_About this exercise:_
How many lines of the records below contain the word "covered"? Answer with the number alone.

_Data under study:_
○ ○ ○ ○ ○ ○ ○

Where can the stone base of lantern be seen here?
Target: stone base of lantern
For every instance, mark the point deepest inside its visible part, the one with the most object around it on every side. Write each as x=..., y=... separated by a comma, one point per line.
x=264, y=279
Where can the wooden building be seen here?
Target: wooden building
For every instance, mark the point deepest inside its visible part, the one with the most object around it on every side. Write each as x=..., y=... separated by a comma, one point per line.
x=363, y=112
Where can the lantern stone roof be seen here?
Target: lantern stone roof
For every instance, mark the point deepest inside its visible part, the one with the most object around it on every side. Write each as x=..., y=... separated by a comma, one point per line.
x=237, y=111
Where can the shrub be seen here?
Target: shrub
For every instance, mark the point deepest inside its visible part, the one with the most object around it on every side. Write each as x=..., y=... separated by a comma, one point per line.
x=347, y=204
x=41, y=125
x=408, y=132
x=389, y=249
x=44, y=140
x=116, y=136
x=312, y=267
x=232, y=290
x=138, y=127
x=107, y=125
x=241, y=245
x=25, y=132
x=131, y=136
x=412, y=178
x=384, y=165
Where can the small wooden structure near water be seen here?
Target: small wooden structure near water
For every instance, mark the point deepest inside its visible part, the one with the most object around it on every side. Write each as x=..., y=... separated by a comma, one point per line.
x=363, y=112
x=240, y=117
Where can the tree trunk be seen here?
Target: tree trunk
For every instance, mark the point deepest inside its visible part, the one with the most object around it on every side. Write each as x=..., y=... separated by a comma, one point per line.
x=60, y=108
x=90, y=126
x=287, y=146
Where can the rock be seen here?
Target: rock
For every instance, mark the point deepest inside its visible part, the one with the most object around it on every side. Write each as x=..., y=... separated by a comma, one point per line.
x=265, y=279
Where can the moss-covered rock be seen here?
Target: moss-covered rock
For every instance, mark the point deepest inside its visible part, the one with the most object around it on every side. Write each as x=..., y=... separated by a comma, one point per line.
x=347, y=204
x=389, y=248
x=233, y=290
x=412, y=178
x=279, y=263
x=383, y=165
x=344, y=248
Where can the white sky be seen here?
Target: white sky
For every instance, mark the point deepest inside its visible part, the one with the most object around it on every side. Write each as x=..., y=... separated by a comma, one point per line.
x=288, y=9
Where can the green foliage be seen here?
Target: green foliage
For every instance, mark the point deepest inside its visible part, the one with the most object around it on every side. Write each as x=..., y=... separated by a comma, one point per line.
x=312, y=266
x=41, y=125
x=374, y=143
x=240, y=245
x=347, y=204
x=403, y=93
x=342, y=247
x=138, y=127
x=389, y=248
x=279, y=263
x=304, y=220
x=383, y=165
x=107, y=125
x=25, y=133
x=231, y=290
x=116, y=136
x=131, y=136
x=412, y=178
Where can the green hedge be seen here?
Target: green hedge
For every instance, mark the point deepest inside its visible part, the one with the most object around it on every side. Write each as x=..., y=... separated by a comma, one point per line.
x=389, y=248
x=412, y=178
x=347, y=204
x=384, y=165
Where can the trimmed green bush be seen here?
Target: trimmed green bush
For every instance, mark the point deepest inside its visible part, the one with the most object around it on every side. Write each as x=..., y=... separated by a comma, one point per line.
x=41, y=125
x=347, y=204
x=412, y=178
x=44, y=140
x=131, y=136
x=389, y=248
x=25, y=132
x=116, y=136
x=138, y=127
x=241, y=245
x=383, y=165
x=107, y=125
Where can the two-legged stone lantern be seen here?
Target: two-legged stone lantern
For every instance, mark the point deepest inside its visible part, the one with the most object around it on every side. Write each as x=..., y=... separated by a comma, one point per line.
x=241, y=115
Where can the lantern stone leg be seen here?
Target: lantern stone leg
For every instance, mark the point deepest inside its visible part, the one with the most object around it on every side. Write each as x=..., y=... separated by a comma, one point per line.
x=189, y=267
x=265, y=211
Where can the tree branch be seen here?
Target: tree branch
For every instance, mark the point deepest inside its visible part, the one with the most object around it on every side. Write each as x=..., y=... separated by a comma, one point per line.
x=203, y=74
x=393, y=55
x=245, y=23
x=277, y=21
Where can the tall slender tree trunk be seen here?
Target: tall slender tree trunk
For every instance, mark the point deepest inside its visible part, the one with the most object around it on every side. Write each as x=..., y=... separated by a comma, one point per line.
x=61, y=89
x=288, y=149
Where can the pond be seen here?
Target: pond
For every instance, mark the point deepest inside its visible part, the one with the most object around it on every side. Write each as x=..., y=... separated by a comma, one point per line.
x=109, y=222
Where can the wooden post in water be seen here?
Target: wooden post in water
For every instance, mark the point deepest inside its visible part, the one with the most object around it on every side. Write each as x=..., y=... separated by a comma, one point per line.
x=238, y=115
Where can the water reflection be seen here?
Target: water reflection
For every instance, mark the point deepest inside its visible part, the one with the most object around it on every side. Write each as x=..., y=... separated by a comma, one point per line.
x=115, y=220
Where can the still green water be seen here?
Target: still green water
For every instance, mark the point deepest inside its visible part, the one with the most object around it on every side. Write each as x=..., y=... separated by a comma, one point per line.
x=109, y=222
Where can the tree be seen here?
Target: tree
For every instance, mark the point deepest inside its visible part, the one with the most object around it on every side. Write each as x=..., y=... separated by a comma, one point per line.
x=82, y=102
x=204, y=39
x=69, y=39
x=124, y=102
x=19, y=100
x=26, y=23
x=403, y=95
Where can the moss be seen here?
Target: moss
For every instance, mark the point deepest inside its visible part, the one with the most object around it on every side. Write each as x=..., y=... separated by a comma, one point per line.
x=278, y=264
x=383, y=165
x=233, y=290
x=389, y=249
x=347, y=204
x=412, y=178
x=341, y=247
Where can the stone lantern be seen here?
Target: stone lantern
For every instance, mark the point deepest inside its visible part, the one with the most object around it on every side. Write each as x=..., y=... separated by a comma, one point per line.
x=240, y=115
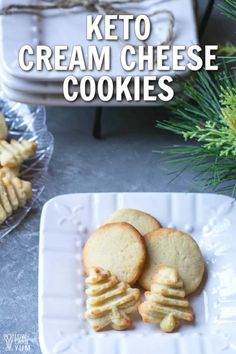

○ ○ ○ ○ ○ ○ ○

_Response to this task:_
2